EXERCISE AIM: A complete, unaltered copy of the listing is needed. Write it out.

SUPPLIED RECORDS:
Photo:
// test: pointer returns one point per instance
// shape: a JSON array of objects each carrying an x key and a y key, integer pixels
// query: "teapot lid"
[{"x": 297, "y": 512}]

EXERCISE RESPONSE:
Photo:
// test: pointer returns one point per instance
// shape: a JSON array of objects each carrying an x key and a y key, integer pixels
// query: "teapot lid"
[{"x": 297, "y": 512}]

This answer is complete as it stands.